SELECTED TEXT:
*** Block opens ***

Pulmonary and peripheral vascular factors are important determinants of peak exercise oxygen uptake in patients with heart failure

M D Kraemer, S H Kubo, T S Rector, N Brunsvold, A J Bank
Journal of the American College of Cardiology 1993 March 1, 21 (3): 641-8

OBJECTIVES: This study was conducted to determine the relations among exercise capacity and pulmonary, peripheral vascular, cardiac and neurohormonal factors in patients with chronic heart failure.

BACKGROUND: The mechanisms of exercise intolerance in heart failure have not been fully clarified. Previous studies have indicated that peripheral factors such as regional blood flow may be more closely associated with exercise capacity than cardiac function, whereas the role of pulmonary function has received less attention.

METHODS: Fifty patients with stable heart failure underwent a comprehensive assessment that included a symptom-limited maximal cardiopulmonary exercise test, right heart catheterization, pulmonary function tests, neurohormonal levels, radionuclide ventriculography and forearm blood flow at rest and after 5 min of brachial artery occlusion. Univariate and stepwise linear regression analyses were used to relate peak exercise oxygen uptake to indexes of cardiac, peripheral vascular, pulmonary and neurohormonal factors both alone and in combination.

RESULTS: The mean ejection fraction was 19% and peak oxygen uptake was 16.5 ml/min per kg in this group of patients. By univariate analysis, there were no significant correlations between peak oxygen uptake and rest cardiac output, pulmonary wedge pressure, ejection fraction and pulmonary or systemic vascular resistance. In contrast, even in the absence of arterial desaturation during exercise, the forced expiratory volume in 1 s (r = 0.55, p < 0.001), forced vital capacity (r = 0.46, p < 0.01) and diffusing capacity for carbon monoxide (r = 0.47, p < 0.01) were all significantly associated with peak oxygen uptake. Peak postocclusion forearm blood flow (r = 0.45, p < 0.01), the corresponding minimal forearm vascular resistance (r = -0.56; p < 0.01) and plasma norepinephrine level at rest (r = -0.45; p < 0.01) were also significantly correlated with peak oxygen uptake. By multivariate analysis, minimal forearm vascular resistance and forced expiratory volume in 1 s were shown to be independently related to peak oxygen uptake, with a combined R value of 0.71. Other two-variate models included forced expiratory volume and plasma norepinephrine (R = 0.67) and forced expiratory volume and diffusing capacity (R = 0.65). Because forced vital capacity was highly correlated with forced expiratory volume in 1 s, it could be combined with the same variables to yield similar R values. Addition of any third variable did not improve these correlations.

*** Block closes ***

EXERCISE REQUIREMENTS:
1. State whether each statement below agrees with the abstract on exercise capacity in heart failure. Answer yes or no for each, and quote the words of the abstract that decide it: (a) The study assessed fifty patients with stable heart failure. (b) By univariate analysis, ejection fraction correlated significantly with peak oxygen uptake. (c) Adding a third variable to the two-variate models improved the correlations.
2. Retype the stretch of the abstract on exercise capacity in heart failure from "OBJECTIVES: This study" through "received less attention.", leaving every word and mark unchanged.

MATERIAL SHOWN:
*** Block opens ***

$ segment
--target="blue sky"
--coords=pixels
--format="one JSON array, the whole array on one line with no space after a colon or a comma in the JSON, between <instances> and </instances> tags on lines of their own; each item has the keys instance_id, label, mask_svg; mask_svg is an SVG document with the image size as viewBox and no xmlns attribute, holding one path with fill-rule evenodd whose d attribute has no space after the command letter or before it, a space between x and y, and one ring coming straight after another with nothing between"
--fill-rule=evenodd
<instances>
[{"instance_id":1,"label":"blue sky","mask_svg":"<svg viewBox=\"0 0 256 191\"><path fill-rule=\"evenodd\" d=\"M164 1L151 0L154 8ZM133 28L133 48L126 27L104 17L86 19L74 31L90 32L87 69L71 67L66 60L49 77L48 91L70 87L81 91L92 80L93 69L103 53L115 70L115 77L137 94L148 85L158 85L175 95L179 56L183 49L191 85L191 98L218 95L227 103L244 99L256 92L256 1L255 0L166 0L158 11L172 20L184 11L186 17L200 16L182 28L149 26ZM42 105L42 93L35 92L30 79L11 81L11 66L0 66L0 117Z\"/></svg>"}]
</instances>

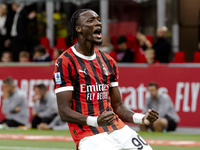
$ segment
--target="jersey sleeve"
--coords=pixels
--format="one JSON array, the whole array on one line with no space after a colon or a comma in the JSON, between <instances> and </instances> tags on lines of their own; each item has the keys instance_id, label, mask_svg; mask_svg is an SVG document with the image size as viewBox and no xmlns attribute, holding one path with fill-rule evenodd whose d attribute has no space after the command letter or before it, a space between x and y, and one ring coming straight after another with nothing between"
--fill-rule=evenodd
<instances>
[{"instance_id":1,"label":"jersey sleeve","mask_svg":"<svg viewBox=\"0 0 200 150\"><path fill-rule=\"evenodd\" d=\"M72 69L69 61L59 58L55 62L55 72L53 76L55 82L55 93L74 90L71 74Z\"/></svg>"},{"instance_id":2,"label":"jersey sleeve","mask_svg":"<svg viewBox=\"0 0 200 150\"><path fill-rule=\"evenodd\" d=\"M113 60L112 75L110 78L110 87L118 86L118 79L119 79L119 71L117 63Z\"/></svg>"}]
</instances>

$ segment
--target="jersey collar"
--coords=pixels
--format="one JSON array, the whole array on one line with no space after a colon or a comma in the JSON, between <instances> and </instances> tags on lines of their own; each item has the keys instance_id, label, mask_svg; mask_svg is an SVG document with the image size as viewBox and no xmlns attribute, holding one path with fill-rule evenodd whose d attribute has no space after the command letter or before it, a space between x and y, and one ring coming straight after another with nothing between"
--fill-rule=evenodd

*** Block closes ***

ANSWERS FOR THIS EXERCISE:
1.
(a) Yes: "Fifty patients with stable heart failure underwent a comprehensive assessment"
(b) No: "there were no significant correlations between peak oxygen uptake and rest cardiac output, pulmonary wedge pressure, ejection fraction and pulmonary or systemic vascular resistance"
(c) No: "Addition of any third variable did not improve these correlations."

2.
OBJECTIVES: This study was conducted to determine the relations among exercise capacity and pulmonary, peripheral vascular, cardiac and neurohormonal factors in patients with chronic heart failure.

BACKGROUND: The mechanisms of exercise intolerance in heart failure have not been fully clarified. Previous studies have indicated that peripheral factors such as regional blood flow may be more closely associated with exercise capacity than cardiac function, whereas the role of pulmonary function has received less attention.